Data shown Start Marker

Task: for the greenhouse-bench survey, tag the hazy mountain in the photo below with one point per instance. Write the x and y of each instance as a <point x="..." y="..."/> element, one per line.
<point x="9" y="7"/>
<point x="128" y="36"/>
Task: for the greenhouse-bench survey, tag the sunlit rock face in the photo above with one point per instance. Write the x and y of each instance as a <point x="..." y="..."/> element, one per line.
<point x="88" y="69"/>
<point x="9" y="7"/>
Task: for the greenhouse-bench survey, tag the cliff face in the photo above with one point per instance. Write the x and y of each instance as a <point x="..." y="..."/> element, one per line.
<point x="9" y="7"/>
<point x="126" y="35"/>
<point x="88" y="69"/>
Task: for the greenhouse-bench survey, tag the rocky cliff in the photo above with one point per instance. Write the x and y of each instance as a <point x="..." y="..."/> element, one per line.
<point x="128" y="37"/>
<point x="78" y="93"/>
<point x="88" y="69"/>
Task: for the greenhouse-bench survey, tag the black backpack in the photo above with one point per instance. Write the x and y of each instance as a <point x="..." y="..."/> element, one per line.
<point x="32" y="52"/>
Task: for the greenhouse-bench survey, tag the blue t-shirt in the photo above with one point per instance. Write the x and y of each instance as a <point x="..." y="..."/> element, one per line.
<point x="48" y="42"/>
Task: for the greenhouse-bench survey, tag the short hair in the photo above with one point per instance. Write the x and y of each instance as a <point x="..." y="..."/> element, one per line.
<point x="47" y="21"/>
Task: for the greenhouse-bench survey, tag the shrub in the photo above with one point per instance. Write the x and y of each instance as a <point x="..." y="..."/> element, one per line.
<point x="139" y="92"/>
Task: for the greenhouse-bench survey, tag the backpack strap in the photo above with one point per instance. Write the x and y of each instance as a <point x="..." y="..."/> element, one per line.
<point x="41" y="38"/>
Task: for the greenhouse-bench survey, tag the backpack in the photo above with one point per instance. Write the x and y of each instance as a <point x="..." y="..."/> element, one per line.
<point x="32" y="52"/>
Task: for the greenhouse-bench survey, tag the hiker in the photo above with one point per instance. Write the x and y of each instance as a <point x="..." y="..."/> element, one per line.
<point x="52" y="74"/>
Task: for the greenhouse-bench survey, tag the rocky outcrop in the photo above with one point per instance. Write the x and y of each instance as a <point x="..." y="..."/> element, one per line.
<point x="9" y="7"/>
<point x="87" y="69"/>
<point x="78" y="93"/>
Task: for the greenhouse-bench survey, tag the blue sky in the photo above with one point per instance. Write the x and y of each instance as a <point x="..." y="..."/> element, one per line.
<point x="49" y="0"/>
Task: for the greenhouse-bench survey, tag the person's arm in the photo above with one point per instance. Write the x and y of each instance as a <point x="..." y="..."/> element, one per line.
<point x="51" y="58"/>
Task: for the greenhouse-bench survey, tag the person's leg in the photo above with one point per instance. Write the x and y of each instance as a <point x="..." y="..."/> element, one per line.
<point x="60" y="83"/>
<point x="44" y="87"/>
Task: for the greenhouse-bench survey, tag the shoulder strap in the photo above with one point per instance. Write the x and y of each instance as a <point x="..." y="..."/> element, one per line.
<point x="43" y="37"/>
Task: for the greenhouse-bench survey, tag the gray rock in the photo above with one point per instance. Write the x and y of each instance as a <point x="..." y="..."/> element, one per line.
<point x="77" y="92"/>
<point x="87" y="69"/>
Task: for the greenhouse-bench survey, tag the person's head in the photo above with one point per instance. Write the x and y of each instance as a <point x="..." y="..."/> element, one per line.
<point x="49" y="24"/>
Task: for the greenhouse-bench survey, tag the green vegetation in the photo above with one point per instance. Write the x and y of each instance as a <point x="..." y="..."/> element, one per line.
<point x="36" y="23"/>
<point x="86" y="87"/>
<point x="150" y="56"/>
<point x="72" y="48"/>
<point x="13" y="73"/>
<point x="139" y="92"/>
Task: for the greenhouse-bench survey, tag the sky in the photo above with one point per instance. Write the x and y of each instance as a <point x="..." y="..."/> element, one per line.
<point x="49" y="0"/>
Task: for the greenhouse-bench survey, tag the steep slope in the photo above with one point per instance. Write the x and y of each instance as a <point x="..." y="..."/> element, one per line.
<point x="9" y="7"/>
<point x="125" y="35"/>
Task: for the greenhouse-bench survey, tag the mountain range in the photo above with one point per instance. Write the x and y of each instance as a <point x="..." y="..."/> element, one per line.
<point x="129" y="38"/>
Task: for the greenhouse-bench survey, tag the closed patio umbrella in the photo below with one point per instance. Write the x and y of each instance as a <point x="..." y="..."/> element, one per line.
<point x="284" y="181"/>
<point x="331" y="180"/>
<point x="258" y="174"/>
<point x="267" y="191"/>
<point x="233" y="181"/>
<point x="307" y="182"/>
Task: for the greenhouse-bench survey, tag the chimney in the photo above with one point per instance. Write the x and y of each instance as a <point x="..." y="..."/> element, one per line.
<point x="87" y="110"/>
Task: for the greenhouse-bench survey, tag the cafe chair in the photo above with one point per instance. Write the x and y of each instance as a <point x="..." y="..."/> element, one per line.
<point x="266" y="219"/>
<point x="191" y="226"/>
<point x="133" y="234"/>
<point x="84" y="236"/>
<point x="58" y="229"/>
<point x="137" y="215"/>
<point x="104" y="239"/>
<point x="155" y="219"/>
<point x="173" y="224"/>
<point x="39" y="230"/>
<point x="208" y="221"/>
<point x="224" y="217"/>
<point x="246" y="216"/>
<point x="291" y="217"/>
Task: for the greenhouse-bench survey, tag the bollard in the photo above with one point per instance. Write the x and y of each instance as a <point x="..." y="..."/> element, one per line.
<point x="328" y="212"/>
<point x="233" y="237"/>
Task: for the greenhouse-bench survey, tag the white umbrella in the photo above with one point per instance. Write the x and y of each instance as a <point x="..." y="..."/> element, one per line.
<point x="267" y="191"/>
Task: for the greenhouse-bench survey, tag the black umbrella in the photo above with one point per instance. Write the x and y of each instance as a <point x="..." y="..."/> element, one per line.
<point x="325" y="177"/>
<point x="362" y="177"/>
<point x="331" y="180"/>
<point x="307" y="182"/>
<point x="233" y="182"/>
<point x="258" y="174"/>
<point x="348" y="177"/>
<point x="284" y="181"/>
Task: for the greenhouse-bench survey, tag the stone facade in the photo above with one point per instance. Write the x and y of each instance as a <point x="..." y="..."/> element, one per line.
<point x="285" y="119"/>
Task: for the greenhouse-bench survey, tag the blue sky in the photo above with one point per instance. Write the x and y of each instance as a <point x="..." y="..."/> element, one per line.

Data shown End Marker

Task to complete: Could you retype each record exactly as it appears?

Task output:
Task: for the greenhouse-bench survey, tag the hazy mountain in the photo below with one point per instance. Write the x and y of each instance as a <point x="..." y="..."/> element, one per line.
<point x="9" y="7"/>
<point x="128" y="36"/>
Task: for the greenhouse-bench survey, tag the sunlit rock face in the photo above with one point per instance. Write the x and y of each instance as a <point x="..." y="..."/> element, one per line.
<point x="88" y="69"/>
<point x="9" y="7"/>
Task: for the greenhouse-bench survey, tag the cliff face in the photo above with one point per instance. Write the x and y of each instance as a <point x="..." y="..."/> element, one per line.
<point x="9" y="7"/>
<point x="126" y="35"/>
<point x="88" y="69"/>
Task: for the greenhouse-bench survey, tag the rocky cliff in the photo above with one point per instance. Write the x and y of each instance as a <point x="..." y="..."/> element, one per line.
<point x="128" y="37"/>
<point x="78" y="93"/>
<point x="88" y="69"/>
Task: for the greenhouse-bench survey, tag the black backpack in the photo above with one point per instance. Write the x and y of each instance as a <point x="..." y="..."/> element, one per line.
<point x="32" y="52"/>
Task: for the greenhouse-bench survey, tag the blue t-shirt in the photo above with one point per instance. Write the x and y of each instance as a <point x="..." y="..."/> element, one per line.
<point x="48" y="42"/>
Task: for the greenhouse-bench survey, tag the short hair in the photo above with one point per instance. Write the x and y of each instance as a <point x="..." y="..."/> element, one per line.
<point x="47" y="21"/>
Task: for the greenhouse-bench survey, tag the shrub in the photo above with one point per instance. Write the x and y of each instance as a <point x="..." y="..."/> element, one per line.
<point x="139" y="92"/>
Task: for the greenhouse-bench survey, tag the backpack strap in the photo above with one point per instance. Write the x and y of each instance as a <point x="..." y="..."/> element, one per line.
<point x="41" y="38"/>
Task: for the greenhouse-bench survey, tag the backpack in the photo above with one point per instance. Write the x and y of each instance as a <point x="..." y="..."/> element, one per line.
<point x="32" y="52"/>
Task: for the greenhouse-bench survey, tag the hiker in the photo above with one point per instance. Write the x and y of each instance as a <point x="..." y="..."/> element, one per line.
<point x="52" y="74"/>
Task: for the greenhouse-bench survey, tag the rocky outcrop in the photo above with one point per instance. Write the x and y of each instance as a <point x="..." y="..."/> element, one per line.
<point x="9" y="7"/>
<point x="87" y="69"/>
<point x="78" y="93"/>
Task: for the greenhouse-bench survey, tag the blue sky in the photo above with one point per instance. Write the x and y of each instance as a <point x="..." y="..."/> element, one per line.
<point x="49" y="0"/>
Task: for the greenhouse-bench survey, tag the person's arm in the photo above with one point per instance. Write the x and y of each instance as a <point x="..." y="..."/> element, one per line.
<point x="51" y="58"/>
Task: for the greenhouse-bench survey, tag the person's leg in the photo above with one point per instance. Write the x and y of each instance as a <point x="..." y="..."/> element, one per line.
<point x="60" y="83"/>
<point x="44" y="87"/>
Task: for the greenhouse-bench survey, tag the shoulder strap in the photo above with one point per instance. Write the x and y of each instance as a <point x="..." y="..."/> element, one per line.
<point x="43" y="37"/>
Task: for the greenhouse-bench survey, tag the gray rock in the photo above with one point per instance. Write the x and y of each instance as a <point x="..." y="..."/> element, one per line.
<point x="77" y="92"/>
<point x="87" y="69"/>
Task: for the greenhouse-bench survey, tag the person's head in the photo above with one point per instance. Write the x and y of each instance as a <point x="..." y="..."/> element, one per line.
<point x="49" y="24"/>
Task: for the greenhouse-bench survey, tag the green vegetation in the photo above with one point per instance. Write the x and y of each instance as a <point x="..." y="..."/> element, one per line.
<point x="36" y="23"/>
<point x="86" y="87"/>
<point x="150" y="56"/>
<point x="72" y="48"/>
<point x="13" y="73"/>
<point x="139" y="92"/>
Task: for the greenhouse-bench survey, tag the sky in the photo above with one point per instance. Write the x and y of each instance as a <point x="..." y="..."/> element, one per line.
<point x="49" y="0"/>
Task: for the greenhouse-bench survey, tag the steep slope in the photo above with one point per instance. Write the x and y of each instance as a <point x="..." y="..."/> element, one per line.
<point x="9" y="7"/>
<point x="125" y="35"/>
Task: for the greenhouse-bench survey, tag the mountain range in the photo above with one point per instance. Write the x and y of each instance as a <point x="..." y="..."/> element, one per line.
<point x="129" y="38"/>
Task: for the greenhouse-bench survey, tag the closed patio umbrella in the photo below with one point per instance. Write the x and y of each instance as a <point x="..." y="..."/> element, one per line.
<point x="284" y="181"/>
<point x="331" y="180"/>
<point x="258" y="174"/>
<point x="267" y="191"/>
<point x="233" y="181"/>
<point x="307" y="182"/>
Task: for the greenhouse-bench survey, tag the chimney in the photo above with one point per instance. Write the x and y of each instance as a <point x="..." y="..."/> element, one per line.
<point x="87" y="110"/>
Task: for the greenhouse-bench survey, tag the cafe chair in the photo above with one point per instance. Write the x and y of each instance as a <point x="..." y="..."/> element, one per line.
<point x="266" y="219"/>
<point x="191" y="226"/>
<point x="133" y="234"/>
<point x="84" y="236"/>
<point x="58" y="229"/>
<point x="137" y="215"/>
<point x="104" y="239"/>
<point x="155" y="219"/>
<point x="173" y="224"/>
<point x="39" y="230"/>
<point x="208" y="221"/>
<point x="224" y="217"/>
<point x="246" y="216"/>
<point x="291" y="217"/>
Task: for the greenhouse-bench survey, tag the bollard in the photo above with one point per instance. Write the x and y of each instance as a <point x="..." y="..."/> element, one per line.
<point x="328" y="212"/>
<point x="233" y="237"/>
Task: for the greenhouse-bench survey, tag the white umbrella in the photo above with one point per instance. Write the x and y of each instance as a <point x="..." y="..."/> element, one per line.
<point x="267" y="191"/>
Task: for the greenhouse-bench survey, tag the black umbrella in the photo above with one point per instance. Write the x and y of each instance as a <point x="..." y="..."/> element, one per line.
<point x="325" y="177"/>
<point x="362" y="177"/>
<point x="331" y="180"/>
<point x="307" y="182"/>
<point x="233" y="182"/>
<point x="258" y="174"/>
<point x="348" y="177"/>
<point x="284" y="181"/>
Task: for the greenhouse-bench survey, tag the stone facade in the photo above with one point per instance. Write the x and y of each instance as a <point x="..." y="..."/> element, one per line.
<point x="285" y="119"/>
Task: for the greenhouse-bench survey, tag the blue sky in the photo above with one point per instance. Write the x and y of each instance as a <point x="..." y="..."/> element, one per line.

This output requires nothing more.